> DIRECTIONS
In the lines below, substitute "fig" for every "olive" and keep everything else the same. Leave the pictures out of your answer.

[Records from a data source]
**********

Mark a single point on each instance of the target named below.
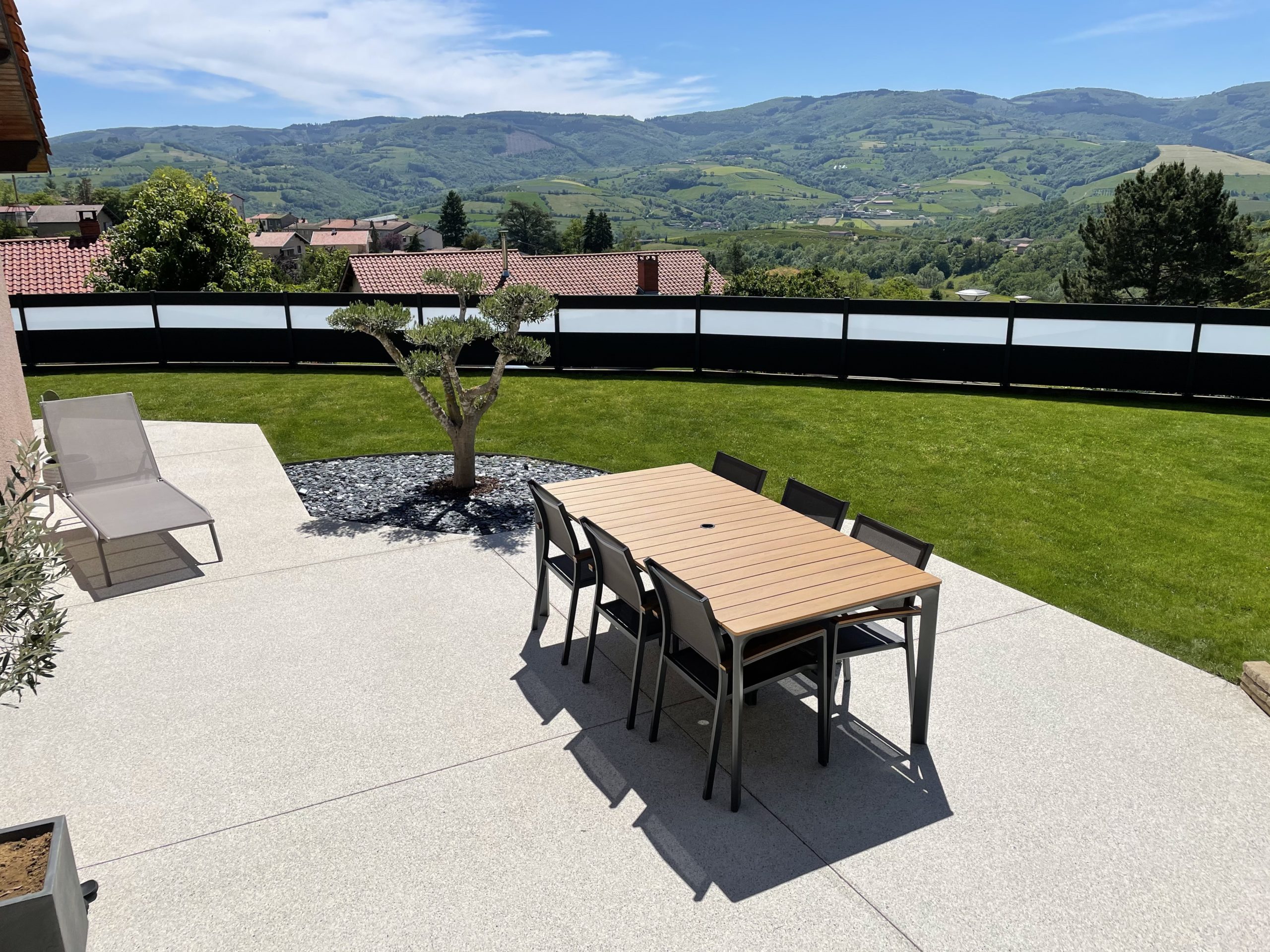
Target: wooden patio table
(762, 567)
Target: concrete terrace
(343, 739)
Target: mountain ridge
(836, 144)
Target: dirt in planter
(23, 864)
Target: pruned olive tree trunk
(439, 343)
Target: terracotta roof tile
(609, 273)
(49, 266)
(276, 239)
(341, 239)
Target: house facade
(676, 272)
(280, 246)
(53, 220)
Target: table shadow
(795, 818)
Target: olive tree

**********

> EXPECTED ANSWER
Mark a single point on each instance of the target named below.
Target: wooden patio table
(762, 567)
Target: concrete terrace
(343, 739)
Target: mountain ridge
(836, 144)
Target: dirt in planter
(23, 864)
Target: pruned fig tree trunk
(439, 343)
Target: terracotta roof tile
(609, 273)
(49, 266)
(276, 239)
(341, 239)
Target: house facade
(676, 272)
(280, 246)
(53, 220)
Target: table shadow
(795, 818)
Target: fig tree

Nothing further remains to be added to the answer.